[TASK DIRECTIONS]
Gather every line of the records that contains the string "earring", treating uppercase and lowercase letters as different.

[GIVEN DATA]
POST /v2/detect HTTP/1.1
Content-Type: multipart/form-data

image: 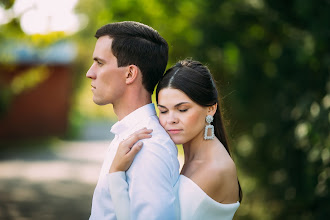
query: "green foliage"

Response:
[0,0,330,219]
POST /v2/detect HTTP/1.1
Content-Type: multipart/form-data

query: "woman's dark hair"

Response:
[156,59,243,202]
[95,21,168,93]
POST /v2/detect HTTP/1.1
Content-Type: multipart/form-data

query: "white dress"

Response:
[108,172,240,220]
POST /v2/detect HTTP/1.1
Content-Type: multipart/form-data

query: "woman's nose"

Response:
[168,114,179,124]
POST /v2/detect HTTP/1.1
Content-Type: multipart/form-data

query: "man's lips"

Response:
[167,129,182,134]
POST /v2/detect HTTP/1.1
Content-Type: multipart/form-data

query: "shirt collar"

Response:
[110,103,156,135]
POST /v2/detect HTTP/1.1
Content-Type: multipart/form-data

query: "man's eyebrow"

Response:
[93,57,105,63]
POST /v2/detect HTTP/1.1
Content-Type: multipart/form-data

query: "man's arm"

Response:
[126,138,178,220]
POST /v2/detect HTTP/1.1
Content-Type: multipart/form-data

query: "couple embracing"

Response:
[86,21,242,220]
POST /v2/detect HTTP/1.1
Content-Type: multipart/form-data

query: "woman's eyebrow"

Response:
[157,102,189,108]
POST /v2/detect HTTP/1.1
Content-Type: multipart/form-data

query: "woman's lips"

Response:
[167,129,182,134]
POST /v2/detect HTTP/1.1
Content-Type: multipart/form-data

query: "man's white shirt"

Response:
[90,104,180,220]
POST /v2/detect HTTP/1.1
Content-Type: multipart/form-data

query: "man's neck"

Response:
[113,95,151,121]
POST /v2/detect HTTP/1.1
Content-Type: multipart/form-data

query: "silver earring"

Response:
[204,115,214,140]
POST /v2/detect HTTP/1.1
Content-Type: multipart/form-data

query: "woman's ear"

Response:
[126,65,140,85]
[207,103,218,116]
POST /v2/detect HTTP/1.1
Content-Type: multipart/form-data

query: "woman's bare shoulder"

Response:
[190,158,239,204]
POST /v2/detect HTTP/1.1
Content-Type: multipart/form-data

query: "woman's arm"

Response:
[107,128,152,220]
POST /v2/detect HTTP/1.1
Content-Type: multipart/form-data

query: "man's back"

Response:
[90,104,179,219]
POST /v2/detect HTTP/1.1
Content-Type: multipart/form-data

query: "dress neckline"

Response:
[180,174,240,206]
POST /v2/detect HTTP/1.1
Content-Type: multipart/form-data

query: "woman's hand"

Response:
[109,128,152,173]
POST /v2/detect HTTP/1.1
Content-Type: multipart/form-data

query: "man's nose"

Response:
[86,64,96,79]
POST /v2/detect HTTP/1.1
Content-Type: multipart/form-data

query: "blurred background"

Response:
[0,0,330,220]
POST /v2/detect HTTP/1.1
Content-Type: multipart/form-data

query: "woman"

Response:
[109,60,242,220]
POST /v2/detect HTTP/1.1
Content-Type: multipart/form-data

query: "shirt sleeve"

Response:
[107,172,130,220]
[126,139,178,220]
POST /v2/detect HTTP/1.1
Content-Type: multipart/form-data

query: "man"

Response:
[86,21,179,220]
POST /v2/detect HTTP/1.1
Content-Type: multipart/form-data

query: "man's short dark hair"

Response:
[95,21,168,93]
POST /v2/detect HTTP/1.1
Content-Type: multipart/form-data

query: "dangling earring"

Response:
[204,115,214,140]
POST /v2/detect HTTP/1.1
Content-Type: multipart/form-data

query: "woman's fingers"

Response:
[123,128,152,148]
[126,141,143,162]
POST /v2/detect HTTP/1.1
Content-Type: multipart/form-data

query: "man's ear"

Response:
[207,103,218,116]
[126,65,140,85]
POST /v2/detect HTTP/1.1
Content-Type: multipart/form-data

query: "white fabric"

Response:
[108,172,240,220]
[178,175,240,220]
[90,104,180,220]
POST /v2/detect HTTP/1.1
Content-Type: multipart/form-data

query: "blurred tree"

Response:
[0,0,330,219]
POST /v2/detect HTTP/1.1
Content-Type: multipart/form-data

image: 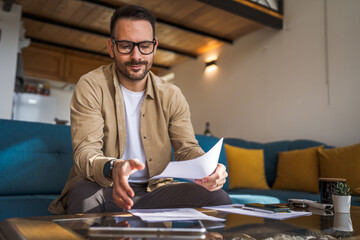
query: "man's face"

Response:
[108,19,157,81]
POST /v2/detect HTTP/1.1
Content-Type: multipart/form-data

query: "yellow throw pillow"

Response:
[273,146,324,193]
[225,144,269,189]
[319,143,360,195]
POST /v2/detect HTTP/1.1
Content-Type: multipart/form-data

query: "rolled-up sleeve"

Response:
[169,88,204,161]
[70,77,113,187]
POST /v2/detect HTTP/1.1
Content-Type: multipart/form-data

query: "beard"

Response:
[114,57,152,81]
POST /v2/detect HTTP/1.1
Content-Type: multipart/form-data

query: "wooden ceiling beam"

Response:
[22,12,197,59]
[26,36,171,70]
[197,0,283,29]
[80,0,233,44]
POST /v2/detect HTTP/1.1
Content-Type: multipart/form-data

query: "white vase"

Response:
[332,195,351,213]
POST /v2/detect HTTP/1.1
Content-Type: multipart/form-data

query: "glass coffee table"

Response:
[0,206,360,240]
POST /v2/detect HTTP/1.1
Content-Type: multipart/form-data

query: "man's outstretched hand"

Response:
[111,159,145,210]
[195,163,228,191]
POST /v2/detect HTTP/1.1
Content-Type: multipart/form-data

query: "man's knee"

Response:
[207,189,232,206]
[67,180,109,214]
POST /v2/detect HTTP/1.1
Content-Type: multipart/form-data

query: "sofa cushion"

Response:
[195,134,229,191]
[224,138,290,187]
[319,143,360,195]
[0,195,58,221]
[273,146,323,193]
[0,120,73,195]
[225,144,269,189]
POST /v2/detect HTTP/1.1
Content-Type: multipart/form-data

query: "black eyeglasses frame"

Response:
[111,38,156,55]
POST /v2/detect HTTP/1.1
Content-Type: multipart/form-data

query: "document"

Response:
[203,204,312,220]
[128,208,225,222]
[151,138,223,181]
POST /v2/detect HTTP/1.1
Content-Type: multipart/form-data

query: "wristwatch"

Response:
[103,159,116,179]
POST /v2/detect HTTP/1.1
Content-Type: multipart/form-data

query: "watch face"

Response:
[103,162,111,177]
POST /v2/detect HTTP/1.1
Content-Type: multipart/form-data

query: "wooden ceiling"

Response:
[11,0,282,76]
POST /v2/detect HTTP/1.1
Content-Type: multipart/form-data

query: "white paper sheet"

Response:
[151,138,223,180]
[128,208,225,222]
[204,204,312,220]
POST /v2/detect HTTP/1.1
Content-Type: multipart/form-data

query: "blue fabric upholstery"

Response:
[0,120,73,195]
[0,119,360,220]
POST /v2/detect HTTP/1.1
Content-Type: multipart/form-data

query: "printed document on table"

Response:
[151,138,223,180]
[128,208,225,222]
[203,204,312,220]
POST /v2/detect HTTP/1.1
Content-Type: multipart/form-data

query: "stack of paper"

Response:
[128,208,225,222]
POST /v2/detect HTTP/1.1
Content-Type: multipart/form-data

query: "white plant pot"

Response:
[332,195,351,213]
[334,213,354,232]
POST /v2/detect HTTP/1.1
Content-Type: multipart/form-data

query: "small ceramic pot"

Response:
[334,213,354,232]
[332,194,351,213]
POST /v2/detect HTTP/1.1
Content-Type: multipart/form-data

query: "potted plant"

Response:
[332,182,351,213]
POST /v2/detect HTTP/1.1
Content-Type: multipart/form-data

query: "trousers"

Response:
[66,180,231,214]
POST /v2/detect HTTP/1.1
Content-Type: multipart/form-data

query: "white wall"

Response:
[173,0,360,146]
[0,1,21,119]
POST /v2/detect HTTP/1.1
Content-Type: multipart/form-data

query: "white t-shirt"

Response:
[120,85,149,182]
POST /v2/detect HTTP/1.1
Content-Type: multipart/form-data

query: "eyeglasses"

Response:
[111,39,156,55]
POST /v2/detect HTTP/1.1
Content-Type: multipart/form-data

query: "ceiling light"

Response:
[205,60,217,72]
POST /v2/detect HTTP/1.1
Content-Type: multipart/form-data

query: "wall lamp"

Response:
[205,60,217,72]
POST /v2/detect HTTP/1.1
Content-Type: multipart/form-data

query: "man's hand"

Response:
[195,163,228,191]
[111,159,145,210]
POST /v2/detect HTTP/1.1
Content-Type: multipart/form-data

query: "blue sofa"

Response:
[0,119,359,220]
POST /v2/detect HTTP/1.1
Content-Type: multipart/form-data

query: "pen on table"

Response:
[233,206,275,214]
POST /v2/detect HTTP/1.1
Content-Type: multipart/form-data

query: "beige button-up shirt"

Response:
[49,63,204,214]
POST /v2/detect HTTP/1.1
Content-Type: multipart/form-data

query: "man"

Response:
[49,5,231,214]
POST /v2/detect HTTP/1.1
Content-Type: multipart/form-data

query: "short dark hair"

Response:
[110,5,156,38]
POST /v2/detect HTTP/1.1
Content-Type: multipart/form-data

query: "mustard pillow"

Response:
[273,146,324,193]
[224,144,269,189]
[319,143,360,195]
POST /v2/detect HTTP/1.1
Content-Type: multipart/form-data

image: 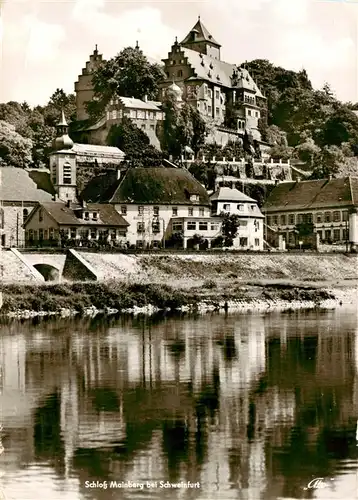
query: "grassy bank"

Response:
[1,280,335,314]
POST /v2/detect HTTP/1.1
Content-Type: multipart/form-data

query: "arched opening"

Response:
[34,264,60,281]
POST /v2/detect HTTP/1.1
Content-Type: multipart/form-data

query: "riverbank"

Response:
[1,280,357,318]
[0,251,358,317]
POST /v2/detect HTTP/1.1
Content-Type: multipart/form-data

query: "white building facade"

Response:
[210,187,264,251]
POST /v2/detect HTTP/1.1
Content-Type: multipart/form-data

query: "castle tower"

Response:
[75,45,105,120]
[166,81,184,108]
[50,111,77,202]
[180,16,221,61]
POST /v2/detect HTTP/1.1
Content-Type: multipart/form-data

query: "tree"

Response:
[311,146,346,179]
[87,47,165,118]
[41,89,76,127]
[162,94,206,158]
[221,212,240,247]
[107,117,163,167]
[294,137,321,167]
[0,120,32,168]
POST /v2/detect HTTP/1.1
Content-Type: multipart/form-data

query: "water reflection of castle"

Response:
[0,315,358,499]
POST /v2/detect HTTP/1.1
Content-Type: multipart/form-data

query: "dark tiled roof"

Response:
[181,19,220,47]
[210,187,257,203]
[110,167,210,205]
[263,177,358,212]
[81,171,121,203]
[25,201,129,227]
[28,169,56,196]
[0,167,55,202]
[182,48,264,98]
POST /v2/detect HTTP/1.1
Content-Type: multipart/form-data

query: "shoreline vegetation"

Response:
[0,280,357,319]
[0,252,358,319]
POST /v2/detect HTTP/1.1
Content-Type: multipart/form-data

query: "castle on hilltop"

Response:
[75,18,267,150]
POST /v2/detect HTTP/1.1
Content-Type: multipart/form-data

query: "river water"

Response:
[0,309,358,500]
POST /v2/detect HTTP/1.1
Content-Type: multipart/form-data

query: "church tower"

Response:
[50,111,77,202]
[180,16,221,61]
[75,45,105,120]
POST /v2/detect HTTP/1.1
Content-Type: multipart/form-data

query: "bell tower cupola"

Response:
[50,111,77,202]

[IN RESPONSE]
query: "silver earring"
query: "dangling earring"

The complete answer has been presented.